### SHORT TASK
Select every line of the records that contains the string "span" and copy each one. Letter case counts.

### LISTED ENTRIES
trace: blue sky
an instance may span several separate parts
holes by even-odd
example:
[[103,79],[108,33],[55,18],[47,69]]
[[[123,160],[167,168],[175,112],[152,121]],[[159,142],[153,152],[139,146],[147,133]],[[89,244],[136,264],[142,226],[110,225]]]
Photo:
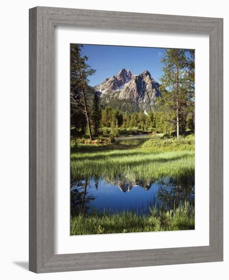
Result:
[[163,74],[160,62],[163,48],[98,45],[83,46],[82,54],[89,57],[88,64],[96,69],[96,73],[89,78],[91,86],[116,75],[123,68],[130,69],[132,74],[136,75],[147,70],[160,82]]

### ANSWER IN FULL
an instance may span several separate parts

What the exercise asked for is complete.